Разумеется, наши режиссеры ставили оперы за рубежом и прежде. И не какие-нибудь
режиссеры, а выдающиеся -- от Юрия Любимова до Льва Додина. Оперные спектакли,
однако, были для них не очень существенными отклонениями от магистрального пути.
Необязательными вензелями, вплетенными в судьбу служителя драматической сцены.
Оперу в России вообще не принято было воспринимать как объект приложения мощных
режиссерских сил (да и до сих пор не очень-то принято). В сталинские, оттепельные,
застойные, перестроечные и постперестроечные годы основу репертуара оперных российских
театров составляли крупногабаритные и многокостюмные сценические сочинения, режиссура
которых совершенно имперсональна. Большой стиль советской империи. Социалистический
гиперреализм с не очень театральным лицом.
Вот и вышедшая недавно на сцене Большого театра "Война и мир" Прокофьева в постановке
способного театрального режиссера Ивана Поповски -- очередной пример такой имперсональности.
Это не большой советский стиль, это скромное ненавязчивое бесстилье. Режиссер
тут не демиург, а подмастерье: главное для него -- не путаться под ногами у певцов.
Пафос как анахронизм
Между тем на Западе постановочная мысль уже с 70-х чувствовала себя в музыкальном
театре так же вольготно и по-хозяйски, как в драматическом. Вылазки в эту сторону,
собственно, предпринимались с момента возникновения режиссуры. Достаточно вспомнить
Мейерхольда, работавшего над "Тристаном", Гордона Крэга, который начинал как музыкальный
постановщик, сценографические проекты Адольфа Аппиа. Но затем пути оперы и театрального
эксперимента на долгие годы разошлись. Что, в общем, понятно. Музыку не подвергнешь
радикальным купюрам и не интонируешь, как текст Чехова или Шекспира. С ней труднее
совладать. Она диктует свои законы.
В 1976 году в знаменитой постановке "Кольца Нибелунга", которую сделал для Байройтского
фестиваля Патрис Шеро, эти законы оказались подчинены (но отнюдь не отменены!)

★ ★ ★ ★ ★ ★ ★

Задача 1
Выведите без изменений фрагмент отрывка об оперной режиссуре, который начинается со слов «Необязательными вензелями, вплетенными» и заканчивается словами «очень театральным лицом.».
Задача 2
В каком году Патрис Шеро поставил «Кольцо Нибелунга» для Байройтского фестиваля, если верить отрывку об оперной режиссуре?

★ ★ ★ ★ ★ ★ ★

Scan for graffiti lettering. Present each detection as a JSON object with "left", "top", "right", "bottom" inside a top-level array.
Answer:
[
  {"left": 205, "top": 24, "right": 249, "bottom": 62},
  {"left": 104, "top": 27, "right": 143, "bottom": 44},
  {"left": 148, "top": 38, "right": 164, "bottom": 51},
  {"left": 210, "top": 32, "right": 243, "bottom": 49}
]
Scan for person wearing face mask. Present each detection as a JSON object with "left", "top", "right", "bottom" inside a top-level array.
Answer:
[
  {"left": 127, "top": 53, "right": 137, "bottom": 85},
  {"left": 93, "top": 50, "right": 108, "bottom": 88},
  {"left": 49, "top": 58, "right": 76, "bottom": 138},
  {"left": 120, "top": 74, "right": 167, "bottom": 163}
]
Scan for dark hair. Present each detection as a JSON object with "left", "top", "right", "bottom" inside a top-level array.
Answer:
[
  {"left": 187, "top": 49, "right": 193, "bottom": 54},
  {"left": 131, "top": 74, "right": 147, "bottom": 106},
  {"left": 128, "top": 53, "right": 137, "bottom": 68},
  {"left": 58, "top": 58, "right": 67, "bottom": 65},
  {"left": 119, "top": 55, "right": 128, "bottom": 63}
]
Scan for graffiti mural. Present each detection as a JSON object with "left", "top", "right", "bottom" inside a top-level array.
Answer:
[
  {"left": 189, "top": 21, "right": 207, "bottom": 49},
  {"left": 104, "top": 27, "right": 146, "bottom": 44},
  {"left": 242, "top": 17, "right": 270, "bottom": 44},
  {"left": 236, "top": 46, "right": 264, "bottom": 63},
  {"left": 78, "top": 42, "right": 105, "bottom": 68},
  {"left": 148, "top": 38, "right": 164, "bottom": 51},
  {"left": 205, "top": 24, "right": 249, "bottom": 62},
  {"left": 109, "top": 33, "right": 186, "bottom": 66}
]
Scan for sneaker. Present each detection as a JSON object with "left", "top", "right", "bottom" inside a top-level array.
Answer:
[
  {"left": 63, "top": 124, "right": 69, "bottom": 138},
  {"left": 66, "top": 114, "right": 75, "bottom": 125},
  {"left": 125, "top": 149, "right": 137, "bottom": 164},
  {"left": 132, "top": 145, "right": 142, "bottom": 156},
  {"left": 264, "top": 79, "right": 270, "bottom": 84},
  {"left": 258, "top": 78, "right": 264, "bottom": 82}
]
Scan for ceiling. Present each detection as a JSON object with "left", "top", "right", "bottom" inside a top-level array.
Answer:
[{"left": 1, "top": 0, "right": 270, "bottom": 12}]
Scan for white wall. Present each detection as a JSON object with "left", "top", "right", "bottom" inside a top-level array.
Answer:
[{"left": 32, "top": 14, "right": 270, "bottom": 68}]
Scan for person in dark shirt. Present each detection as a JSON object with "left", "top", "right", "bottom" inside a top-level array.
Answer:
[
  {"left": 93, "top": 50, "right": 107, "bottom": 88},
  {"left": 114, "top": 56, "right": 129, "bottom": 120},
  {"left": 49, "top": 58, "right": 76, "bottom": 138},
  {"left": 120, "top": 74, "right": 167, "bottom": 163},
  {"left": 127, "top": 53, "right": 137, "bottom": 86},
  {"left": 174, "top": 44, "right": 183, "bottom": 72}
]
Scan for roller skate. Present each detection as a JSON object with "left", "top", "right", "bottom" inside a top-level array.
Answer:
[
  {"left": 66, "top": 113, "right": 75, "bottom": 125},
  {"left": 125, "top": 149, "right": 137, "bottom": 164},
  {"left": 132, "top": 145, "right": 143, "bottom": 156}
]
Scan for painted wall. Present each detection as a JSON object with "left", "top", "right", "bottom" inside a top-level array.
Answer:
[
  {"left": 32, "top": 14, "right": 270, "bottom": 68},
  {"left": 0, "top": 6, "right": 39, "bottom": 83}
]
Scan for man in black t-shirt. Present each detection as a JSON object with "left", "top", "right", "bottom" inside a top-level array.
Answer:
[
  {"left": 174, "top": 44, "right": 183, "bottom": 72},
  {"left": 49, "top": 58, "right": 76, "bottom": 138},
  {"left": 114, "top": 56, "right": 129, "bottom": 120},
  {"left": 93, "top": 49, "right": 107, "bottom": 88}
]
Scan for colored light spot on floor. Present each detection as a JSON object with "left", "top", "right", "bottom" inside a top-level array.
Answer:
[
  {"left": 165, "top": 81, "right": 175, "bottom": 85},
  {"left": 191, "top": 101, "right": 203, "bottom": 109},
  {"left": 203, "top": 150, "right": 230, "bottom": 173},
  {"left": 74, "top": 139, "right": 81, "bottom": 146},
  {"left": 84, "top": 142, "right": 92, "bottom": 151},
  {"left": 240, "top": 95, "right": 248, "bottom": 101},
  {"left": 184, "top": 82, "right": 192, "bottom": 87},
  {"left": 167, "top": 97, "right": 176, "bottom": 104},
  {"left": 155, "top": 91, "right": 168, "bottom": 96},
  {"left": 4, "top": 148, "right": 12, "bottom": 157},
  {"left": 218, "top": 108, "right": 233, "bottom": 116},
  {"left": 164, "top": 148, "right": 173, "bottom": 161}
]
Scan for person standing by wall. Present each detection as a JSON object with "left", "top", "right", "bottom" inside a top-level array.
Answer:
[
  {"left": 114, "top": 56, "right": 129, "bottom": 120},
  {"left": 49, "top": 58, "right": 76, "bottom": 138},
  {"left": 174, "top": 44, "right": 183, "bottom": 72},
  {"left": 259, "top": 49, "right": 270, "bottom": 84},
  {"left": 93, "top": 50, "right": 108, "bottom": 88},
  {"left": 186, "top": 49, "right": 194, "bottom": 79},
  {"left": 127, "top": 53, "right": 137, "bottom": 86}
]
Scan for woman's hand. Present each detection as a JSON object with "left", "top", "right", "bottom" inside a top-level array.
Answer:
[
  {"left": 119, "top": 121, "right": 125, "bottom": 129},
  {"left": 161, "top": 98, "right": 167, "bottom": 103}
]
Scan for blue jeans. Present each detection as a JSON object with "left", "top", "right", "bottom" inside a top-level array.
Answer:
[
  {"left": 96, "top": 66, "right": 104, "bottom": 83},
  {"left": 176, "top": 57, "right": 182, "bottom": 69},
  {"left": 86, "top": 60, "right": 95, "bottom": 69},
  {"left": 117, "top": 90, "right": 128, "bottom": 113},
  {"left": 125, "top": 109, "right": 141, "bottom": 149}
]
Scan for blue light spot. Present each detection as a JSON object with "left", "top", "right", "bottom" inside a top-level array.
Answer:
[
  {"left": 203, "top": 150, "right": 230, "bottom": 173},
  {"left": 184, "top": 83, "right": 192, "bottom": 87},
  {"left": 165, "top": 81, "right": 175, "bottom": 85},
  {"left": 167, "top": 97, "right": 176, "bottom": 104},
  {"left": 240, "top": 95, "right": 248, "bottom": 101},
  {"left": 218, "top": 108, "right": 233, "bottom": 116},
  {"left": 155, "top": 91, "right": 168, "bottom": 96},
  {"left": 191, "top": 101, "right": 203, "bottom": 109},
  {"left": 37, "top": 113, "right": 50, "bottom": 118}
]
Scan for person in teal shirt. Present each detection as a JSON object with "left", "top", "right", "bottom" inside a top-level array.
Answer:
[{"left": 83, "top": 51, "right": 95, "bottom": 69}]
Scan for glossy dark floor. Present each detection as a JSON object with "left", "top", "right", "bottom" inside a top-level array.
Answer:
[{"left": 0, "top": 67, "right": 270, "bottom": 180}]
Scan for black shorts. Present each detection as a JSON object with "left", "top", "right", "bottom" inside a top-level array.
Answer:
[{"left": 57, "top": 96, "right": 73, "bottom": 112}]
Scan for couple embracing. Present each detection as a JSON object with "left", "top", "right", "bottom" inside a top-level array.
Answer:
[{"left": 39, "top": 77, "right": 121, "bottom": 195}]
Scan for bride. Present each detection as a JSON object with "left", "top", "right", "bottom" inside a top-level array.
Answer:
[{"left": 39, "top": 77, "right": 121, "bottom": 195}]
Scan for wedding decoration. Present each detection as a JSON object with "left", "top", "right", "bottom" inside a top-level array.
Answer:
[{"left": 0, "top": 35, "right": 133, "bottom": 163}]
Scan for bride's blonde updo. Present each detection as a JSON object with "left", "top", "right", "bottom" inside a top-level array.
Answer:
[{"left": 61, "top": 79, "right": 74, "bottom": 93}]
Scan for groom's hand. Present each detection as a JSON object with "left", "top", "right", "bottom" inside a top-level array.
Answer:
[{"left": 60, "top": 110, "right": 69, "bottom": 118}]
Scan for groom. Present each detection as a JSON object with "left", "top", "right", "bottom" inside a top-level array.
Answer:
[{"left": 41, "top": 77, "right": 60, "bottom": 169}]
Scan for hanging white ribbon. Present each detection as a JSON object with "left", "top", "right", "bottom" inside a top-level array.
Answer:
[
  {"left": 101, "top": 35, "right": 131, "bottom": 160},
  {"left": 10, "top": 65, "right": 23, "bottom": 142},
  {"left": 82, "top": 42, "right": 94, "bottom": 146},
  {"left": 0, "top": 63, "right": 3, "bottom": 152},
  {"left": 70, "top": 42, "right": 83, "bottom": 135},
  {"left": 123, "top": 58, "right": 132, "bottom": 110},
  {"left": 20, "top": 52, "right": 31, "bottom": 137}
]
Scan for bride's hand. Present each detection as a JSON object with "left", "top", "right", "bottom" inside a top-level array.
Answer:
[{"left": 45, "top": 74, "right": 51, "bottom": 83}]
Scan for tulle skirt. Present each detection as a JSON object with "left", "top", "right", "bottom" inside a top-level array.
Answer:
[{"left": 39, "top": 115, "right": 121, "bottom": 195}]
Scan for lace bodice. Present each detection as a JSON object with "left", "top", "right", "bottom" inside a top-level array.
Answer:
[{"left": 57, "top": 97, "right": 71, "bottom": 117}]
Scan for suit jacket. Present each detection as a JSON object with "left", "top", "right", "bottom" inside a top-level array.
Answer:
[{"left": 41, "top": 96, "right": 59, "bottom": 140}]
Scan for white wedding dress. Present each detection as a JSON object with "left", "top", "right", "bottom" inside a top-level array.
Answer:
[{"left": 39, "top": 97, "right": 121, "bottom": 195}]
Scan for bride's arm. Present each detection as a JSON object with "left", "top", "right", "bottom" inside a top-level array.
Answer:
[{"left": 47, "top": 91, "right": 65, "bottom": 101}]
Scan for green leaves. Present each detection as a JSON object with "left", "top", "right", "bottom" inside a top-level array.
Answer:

★ ★ ★ ★ ★ ★ ★

Результат 1
Необязательными вензелями, вплетенными в судьбу служителя драматической сцены.
Оперу в России вообще не принято было воспринимать как объект приложения мощных
режиссерских сил (да и до сих пор не очень-то принято). В сталинские, оттепельные,
застойные, перестроечные и постперестроечные годы основу репертуара оперных российских
театров составляли крупногабаритные и многокостюмные сценические сочинения, режиссура
которых совершенно имперсональна. Большой стиль советской империи. Социалистический
гиперреализм с не очень театральным лицом.

Результат 2
В 1976 году.